-- Start of Source text --

Halal tourism: Osaka agency offering Muslim-friendly tours as visitors from Malaysia, Indonesia on the rise

PUBLISHED : Thursday, 11 August, 2016, 2:30pm
UPDATED : Thursday, 11 August, 2016, 2:30pm

A travel agency based in Osaka city is offering tours in Japan catering specifically to Muslim visitors – a growing segment of inbound travellers from abroad – featuring a visit to a mosque, halal food and an attendant adhering to Islam.

Miyako International Tourist Co says its most popular route starts from Tokyo and takes participants to Osaka, Kyoto and Nara, all major tourist destinations. In recent years, Hokkaido, the northernmost island prefecture that has no rainy season and is known for winter sports, is also gaining traction, it says.

Our customers are particularly anxious about what they eat. We want to offer a sense of safety and peace of mind
Mohammed Naji Matar, tour attendant

Mohammed Naji Matar, a 39-year-old veteran Syrian attendant who has lived for eight years in Japan, contacts the hotels and restaurants on the itinerary by phone to request halal food prepared in line with a Muslim regimen. “Our customers are particularly anxious about what they eat,” he said. “We want to offer a sense of safety and peace of mind.”

-- End of Source text --

Tasks and exercises
**a)** In the article on halal tourism in Japan, do these statements agree with it? (i) The travel agency offering the tours is based in Tokyo. (ii) Mohammed Naji Matar has lived in Japan for eight years. (iii) Hokkaido has a rainy season. For each, answer yes or no and quote the words that decide it.
**b)** Duplicate the passage of the article on halal tourism in Japan that opens with the words containing "PUBLISHED : Thursday, 11" and closes with "traction, it says.".

-- Start of Entries provided --

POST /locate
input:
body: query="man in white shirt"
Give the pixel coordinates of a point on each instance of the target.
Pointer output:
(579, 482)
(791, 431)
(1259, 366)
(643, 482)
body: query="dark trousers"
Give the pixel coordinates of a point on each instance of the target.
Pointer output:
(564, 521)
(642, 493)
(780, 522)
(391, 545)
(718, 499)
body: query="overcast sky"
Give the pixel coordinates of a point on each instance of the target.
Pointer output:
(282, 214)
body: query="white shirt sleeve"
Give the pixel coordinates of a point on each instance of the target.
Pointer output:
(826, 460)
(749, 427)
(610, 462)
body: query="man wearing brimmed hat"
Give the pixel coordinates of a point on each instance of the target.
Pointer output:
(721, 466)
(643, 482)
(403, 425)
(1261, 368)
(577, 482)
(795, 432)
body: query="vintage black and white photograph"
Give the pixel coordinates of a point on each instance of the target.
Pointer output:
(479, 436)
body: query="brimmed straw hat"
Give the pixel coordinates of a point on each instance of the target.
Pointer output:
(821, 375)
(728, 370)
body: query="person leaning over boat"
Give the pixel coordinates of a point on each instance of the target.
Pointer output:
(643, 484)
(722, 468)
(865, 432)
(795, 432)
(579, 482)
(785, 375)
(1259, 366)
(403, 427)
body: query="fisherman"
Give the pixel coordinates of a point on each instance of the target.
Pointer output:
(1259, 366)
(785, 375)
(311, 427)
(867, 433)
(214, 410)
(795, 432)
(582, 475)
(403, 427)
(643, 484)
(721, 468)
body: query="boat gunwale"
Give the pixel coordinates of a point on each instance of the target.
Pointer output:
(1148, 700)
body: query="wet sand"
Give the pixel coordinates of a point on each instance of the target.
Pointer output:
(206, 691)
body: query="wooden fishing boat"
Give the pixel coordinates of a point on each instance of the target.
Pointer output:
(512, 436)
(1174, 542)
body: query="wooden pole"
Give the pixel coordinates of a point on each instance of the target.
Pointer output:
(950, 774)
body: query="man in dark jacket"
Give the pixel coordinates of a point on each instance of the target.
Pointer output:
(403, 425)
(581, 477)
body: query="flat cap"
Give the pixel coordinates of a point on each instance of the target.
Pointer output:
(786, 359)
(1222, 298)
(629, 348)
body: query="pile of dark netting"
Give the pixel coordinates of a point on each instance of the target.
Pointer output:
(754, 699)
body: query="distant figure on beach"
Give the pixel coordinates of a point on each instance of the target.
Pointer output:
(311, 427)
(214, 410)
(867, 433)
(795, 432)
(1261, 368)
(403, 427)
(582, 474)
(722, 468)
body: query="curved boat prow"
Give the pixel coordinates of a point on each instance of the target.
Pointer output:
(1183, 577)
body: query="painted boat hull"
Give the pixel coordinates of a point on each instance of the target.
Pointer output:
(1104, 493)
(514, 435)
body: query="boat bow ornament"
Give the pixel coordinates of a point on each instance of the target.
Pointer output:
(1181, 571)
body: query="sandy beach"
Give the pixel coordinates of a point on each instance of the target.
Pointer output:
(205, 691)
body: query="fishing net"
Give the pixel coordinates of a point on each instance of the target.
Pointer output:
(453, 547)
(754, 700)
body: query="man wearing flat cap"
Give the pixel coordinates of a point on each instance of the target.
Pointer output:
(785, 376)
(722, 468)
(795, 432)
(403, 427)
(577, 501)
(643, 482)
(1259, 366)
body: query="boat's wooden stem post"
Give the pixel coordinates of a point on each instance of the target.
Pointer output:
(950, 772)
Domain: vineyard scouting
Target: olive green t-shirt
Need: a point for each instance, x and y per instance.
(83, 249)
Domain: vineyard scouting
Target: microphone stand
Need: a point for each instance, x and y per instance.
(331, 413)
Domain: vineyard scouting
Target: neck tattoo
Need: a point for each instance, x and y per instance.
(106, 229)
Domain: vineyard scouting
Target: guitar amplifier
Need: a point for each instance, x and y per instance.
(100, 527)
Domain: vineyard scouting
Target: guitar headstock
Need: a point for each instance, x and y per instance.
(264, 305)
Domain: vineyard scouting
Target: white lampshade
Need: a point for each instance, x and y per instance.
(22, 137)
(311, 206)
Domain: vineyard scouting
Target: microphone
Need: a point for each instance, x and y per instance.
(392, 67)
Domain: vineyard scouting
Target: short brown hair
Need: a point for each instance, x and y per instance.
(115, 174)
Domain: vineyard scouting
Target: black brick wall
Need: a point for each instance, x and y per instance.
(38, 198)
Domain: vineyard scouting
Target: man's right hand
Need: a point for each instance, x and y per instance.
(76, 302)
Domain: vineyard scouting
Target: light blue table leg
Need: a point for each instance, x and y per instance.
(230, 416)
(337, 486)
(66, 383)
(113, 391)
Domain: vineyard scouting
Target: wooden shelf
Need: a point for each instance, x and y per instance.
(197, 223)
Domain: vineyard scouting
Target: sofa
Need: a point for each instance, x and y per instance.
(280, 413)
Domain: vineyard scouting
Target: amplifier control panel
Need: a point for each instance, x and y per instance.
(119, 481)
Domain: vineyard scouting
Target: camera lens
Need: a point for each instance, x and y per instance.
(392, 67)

-- End of Entries provided --

Answers
**a)**
(i) No: "A travel agency based in Osaka city"
(ii) Yes: "who has lived for eight years in Japan"
(iii) No: "the northernmost island prefecture that has no rainy season"

**b)**
PUBLISHED : Thursday, 11 August, 2016, 2:30pm
UPDATED : Thursday, 11 August, 2016, 2:30pm

A travel agency based in Osaka city is offering tours in Japan catering specifically to Muslim visitors – a growing segment of inbound travellers from abroad – featuring a visit to a mosque, halal food and an attendant adhering to Islam.

Miyako International Tourist Co says its most popular route starts from Tokyo and takes participants to Osaka, Kyoto and Nara, all major tourist destinations. In recent years, Hokkaido, the northernmost island prefecture that has no rainy season and is known for winter sports, is also gaining traction, it says.